Which lines in the data below contain the string "shorts"? Show each one.

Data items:
******************************
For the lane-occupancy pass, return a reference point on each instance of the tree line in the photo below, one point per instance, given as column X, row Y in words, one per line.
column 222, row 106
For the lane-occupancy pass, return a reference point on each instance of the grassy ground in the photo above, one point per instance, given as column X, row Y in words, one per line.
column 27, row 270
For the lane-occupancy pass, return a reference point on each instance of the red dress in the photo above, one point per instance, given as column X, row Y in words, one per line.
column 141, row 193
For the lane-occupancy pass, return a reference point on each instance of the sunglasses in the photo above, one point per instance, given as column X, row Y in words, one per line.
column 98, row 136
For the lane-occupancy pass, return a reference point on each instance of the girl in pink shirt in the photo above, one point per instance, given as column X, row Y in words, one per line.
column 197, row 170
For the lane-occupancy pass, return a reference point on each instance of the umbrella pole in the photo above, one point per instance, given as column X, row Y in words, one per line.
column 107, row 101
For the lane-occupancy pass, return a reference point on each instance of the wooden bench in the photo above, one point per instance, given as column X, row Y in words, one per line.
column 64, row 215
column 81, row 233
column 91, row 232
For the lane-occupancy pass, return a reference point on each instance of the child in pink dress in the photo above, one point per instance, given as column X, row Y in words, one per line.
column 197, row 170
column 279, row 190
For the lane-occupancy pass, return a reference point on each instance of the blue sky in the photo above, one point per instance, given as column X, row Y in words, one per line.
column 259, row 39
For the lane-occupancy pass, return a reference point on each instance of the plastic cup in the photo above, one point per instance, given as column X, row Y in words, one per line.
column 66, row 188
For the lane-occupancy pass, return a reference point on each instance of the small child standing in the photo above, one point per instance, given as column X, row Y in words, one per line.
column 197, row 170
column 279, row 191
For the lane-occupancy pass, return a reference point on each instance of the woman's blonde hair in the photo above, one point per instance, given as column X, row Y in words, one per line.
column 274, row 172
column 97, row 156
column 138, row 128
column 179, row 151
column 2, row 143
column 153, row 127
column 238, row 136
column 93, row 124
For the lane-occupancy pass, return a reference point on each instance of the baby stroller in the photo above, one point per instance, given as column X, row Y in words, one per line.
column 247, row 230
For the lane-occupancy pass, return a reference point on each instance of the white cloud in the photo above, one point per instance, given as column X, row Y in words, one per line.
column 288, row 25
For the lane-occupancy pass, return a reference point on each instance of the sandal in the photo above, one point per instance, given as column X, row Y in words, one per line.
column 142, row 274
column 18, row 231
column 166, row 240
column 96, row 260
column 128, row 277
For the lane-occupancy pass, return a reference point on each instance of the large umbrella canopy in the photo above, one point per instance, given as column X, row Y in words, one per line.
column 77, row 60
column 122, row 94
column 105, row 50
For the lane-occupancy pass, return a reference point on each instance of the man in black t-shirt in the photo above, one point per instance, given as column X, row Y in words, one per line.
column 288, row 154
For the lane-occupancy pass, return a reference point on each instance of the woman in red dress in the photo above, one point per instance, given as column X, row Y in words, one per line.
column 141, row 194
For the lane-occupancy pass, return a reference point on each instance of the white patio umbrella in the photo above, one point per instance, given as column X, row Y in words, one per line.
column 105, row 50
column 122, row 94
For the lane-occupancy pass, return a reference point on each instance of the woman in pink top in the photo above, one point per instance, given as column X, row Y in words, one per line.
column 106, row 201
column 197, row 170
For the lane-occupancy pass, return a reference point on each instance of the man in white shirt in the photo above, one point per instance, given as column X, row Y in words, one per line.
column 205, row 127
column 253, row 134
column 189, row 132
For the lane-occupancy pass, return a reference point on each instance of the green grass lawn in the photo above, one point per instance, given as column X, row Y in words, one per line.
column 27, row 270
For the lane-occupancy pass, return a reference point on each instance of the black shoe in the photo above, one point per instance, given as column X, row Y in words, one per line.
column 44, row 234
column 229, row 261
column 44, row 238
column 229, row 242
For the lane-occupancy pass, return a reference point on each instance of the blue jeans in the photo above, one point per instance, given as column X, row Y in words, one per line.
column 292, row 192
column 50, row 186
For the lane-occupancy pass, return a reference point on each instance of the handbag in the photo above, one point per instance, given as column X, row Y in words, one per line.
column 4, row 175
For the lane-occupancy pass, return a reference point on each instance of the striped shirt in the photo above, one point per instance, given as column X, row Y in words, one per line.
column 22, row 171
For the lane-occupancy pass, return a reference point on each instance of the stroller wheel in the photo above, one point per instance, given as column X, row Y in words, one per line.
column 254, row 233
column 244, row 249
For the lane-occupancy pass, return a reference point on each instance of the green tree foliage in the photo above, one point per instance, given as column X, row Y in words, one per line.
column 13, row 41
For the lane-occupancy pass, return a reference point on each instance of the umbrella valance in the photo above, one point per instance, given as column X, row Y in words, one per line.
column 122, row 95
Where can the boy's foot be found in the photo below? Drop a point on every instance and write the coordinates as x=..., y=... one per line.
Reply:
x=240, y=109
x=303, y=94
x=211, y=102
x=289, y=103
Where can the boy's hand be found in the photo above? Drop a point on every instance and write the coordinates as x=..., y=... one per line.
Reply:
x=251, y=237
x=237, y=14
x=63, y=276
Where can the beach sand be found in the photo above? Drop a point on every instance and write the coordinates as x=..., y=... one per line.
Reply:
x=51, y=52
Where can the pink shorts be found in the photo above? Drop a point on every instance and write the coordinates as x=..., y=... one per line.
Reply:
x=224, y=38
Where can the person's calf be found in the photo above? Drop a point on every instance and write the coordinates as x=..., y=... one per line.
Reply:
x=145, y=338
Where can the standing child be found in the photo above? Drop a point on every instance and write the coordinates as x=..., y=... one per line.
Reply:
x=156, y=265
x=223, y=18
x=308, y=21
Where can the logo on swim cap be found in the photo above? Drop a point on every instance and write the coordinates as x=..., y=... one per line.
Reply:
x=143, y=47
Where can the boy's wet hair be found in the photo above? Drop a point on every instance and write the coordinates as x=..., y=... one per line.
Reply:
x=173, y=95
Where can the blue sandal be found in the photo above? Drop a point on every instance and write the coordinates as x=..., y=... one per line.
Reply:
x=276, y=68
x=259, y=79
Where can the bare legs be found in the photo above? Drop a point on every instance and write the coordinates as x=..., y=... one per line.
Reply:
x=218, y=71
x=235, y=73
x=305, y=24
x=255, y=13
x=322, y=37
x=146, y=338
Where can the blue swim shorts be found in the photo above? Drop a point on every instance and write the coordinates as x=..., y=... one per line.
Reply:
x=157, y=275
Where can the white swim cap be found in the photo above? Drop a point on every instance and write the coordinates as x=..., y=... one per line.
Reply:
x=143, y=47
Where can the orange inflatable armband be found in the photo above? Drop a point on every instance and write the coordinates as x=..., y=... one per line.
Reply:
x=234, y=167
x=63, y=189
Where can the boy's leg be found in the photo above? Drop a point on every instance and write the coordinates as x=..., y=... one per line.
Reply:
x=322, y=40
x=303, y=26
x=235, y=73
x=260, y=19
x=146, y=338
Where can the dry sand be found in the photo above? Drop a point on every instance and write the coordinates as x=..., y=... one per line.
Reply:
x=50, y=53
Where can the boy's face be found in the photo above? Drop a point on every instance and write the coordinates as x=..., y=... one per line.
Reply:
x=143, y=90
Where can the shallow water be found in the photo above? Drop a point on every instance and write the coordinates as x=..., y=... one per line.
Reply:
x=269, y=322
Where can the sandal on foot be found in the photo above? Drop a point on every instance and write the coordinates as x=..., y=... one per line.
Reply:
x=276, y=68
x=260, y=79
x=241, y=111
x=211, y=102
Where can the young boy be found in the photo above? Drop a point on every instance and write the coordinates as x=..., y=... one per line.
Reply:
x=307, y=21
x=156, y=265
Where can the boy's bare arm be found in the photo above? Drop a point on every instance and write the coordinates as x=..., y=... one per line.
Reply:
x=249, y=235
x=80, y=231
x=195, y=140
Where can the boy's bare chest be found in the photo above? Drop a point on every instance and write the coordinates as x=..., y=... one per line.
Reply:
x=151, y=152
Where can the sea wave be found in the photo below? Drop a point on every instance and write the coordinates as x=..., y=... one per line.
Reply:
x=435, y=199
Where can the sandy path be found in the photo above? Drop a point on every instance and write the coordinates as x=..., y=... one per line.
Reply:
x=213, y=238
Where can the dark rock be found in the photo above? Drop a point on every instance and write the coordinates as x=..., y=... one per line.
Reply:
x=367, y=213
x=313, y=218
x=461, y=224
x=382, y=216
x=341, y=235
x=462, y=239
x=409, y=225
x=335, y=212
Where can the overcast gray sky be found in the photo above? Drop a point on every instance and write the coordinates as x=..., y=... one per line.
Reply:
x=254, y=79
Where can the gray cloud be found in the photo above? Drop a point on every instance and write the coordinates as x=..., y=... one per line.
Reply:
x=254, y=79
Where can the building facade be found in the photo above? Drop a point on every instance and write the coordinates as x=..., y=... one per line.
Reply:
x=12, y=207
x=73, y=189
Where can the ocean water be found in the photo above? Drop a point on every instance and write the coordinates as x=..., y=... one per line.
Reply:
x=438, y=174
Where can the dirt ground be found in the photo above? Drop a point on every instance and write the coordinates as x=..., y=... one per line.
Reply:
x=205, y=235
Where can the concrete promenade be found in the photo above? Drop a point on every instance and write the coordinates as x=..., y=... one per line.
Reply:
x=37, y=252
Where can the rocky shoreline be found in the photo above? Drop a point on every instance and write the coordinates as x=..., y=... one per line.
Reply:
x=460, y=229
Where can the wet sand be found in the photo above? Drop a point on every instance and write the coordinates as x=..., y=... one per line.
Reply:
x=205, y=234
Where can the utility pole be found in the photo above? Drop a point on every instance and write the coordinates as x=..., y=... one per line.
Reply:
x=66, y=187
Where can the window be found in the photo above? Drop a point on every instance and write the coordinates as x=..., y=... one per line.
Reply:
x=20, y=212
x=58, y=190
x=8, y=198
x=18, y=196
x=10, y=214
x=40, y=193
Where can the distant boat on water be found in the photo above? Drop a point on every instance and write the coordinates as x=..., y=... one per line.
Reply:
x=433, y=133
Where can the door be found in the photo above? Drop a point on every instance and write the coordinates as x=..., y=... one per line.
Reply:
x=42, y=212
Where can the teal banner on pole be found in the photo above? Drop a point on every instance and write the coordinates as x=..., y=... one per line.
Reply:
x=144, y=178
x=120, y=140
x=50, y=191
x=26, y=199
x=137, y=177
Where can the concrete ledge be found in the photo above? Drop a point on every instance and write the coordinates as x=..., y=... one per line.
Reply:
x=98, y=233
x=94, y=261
******************************
ANSWER FOR THIS EXERCISE:
Where can the pink shorts be found in the photo above? Drop a point on every instance and write the coordinates as x=..., y=... one per line.
Where can the blue swim shorts be found in the photo above? Drop a point on every instance and write the coordinates as x=..., y=... one per line.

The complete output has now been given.